- FRAGMENTO DEL TEXTO:
■ ■ ■ ■

La iglesia es llamada y enviada para cumplir el propósito redentor de Dios; llamada para restaurar.

MUY PERSONAL AUTOR 8/Jacqueline_Alencar 01 DE NOVIEMBRE DE 2020 14:00 h
Foto de José Amador Martín.

Pensaba en estos días en ese método misionero encarnacional del que tanto hablaba Juan Mackay. Él mismo lo llevó a la práctica en América Latina, sobre todo en los años que pasó en el Perú donde aparte de su ministerio se adentró en diversas realidades de este país, siempre desde una perspectiva evangélica, dejando huella hasta hoy. Así como Dios mismo se encarnó en este mundo para convivir con él durante un tiempo. De tal forma amó al mundo que no escatimó en medios, dando a su mismísimo Hijo, para que todos tuvieran la oportunidad de ser salvos. Ya conocemos en detalle ese su paso como un forastero cualquiera. Y dejó huella, y es la que debemos seguir, pues él es el misionero por excelencia.



Apenas unas líneas pues no soy experta en estos temas, nada más observo mi realidad. Y esto me hace pensar en que la iglesia existe para la misión y si no es así no será iglesia. Si leemos la Biblia de principio a fin, allí está la misión de Dios, pues como señala Samuel Escobar” “La misión existe porque Dios es un Dios misionero que envía a su pueblo para que sea bendición a toda la humanidad. Hay un lado humano de la misión que se percibe en el movimiento de personas en la recolección de fondos, en el desarrollo de organizaciones misioneras, en la plantación de nuevas iglesias… sin embargo, la misión empieza en el corazón de Dios, y es su iniciativa a la cual los seres humanos respondemos. Los cristianos debemos siempre llevar a cabo la misión en actitud de humildad y dependencia de Dios. Cuando las dimensiones humanas de la tarea misionera se engrandecen y se vuelven lo determinante en la forma de llevar a cabo la misión, esta pasa a ser una actividad humana sin poder redentor” (“Cómo comprender la misión”; Certeza Unida, Buenos Aires, 2007).

■ ■ ■ ■

- EXTRACTOS DE DATOS:
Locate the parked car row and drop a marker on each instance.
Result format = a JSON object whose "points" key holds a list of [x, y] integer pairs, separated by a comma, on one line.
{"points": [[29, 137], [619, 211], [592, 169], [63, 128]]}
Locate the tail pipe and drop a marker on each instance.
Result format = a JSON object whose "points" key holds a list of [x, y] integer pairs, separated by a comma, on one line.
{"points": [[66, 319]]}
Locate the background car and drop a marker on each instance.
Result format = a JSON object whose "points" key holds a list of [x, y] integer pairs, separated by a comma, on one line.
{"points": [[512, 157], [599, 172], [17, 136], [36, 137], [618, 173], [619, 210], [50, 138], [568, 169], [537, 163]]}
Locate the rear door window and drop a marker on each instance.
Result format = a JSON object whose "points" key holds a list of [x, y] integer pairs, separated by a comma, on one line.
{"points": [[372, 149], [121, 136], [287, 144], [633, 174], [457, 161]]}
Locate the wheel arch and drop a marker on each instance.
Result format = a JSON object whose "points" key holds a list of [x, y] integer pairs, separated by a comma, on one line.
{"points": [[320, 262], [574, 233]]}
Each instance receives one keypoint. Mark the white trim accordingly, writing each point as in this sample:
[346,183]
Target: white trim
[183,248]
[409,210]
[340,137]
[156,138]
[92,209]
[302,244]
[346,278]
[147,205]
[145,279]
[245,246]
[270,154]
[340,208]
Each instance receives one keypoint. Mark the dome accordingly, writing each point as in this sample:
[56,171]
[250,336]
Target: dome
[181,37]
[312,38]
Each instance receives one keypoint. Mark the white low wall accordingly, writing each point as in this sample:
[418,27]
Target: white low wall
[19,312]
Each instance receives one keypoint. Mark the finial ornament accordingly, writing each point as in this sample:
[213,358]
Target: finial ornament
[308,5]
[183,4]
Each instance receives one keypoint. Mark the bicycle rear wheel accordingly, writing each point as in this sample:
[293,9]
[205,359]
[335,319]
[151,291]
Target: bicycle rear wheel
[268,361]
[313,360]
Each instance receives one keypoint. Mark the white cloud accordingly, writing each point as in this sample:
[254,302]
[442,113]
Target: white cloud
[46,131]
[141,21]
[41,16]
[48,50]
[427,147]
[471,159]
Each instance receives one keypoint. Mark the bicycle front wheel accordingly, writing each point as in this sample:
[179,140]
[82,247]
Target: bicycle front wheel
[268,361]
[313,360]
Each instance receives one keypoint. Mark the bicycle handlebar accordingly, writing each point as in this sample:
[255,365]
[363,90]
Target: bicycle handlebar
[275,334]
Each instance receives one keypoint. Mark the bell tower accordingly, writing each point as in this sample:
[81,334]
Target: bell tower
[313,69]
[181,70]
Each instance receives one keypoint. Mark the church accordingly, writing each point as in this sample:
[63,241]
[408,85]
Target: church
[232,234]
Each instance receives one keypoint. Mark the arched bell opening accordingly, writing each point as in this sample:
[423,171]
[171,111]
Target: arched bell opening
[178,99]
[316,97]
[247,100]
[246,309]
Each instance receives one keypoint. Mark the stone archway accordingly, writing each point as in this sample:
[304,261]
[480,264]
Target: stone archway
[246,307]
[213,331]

■ ■ ■ ■

- OBJETIVO DE LA TAREA:
Enumera las actividades con las que, según la cita de Samuel Escobar en el fragmento sobre la misión de la iglesia, se percibe el lado humano de la misión. Básate únicamente en el fragmento, sin recurrir a los ítems.

- RESPUESTA:
- El movimiento de personas
- La recolección de fondos
- El desarrollo de organizaciones misioneras
- La plantación de nuevas iglesias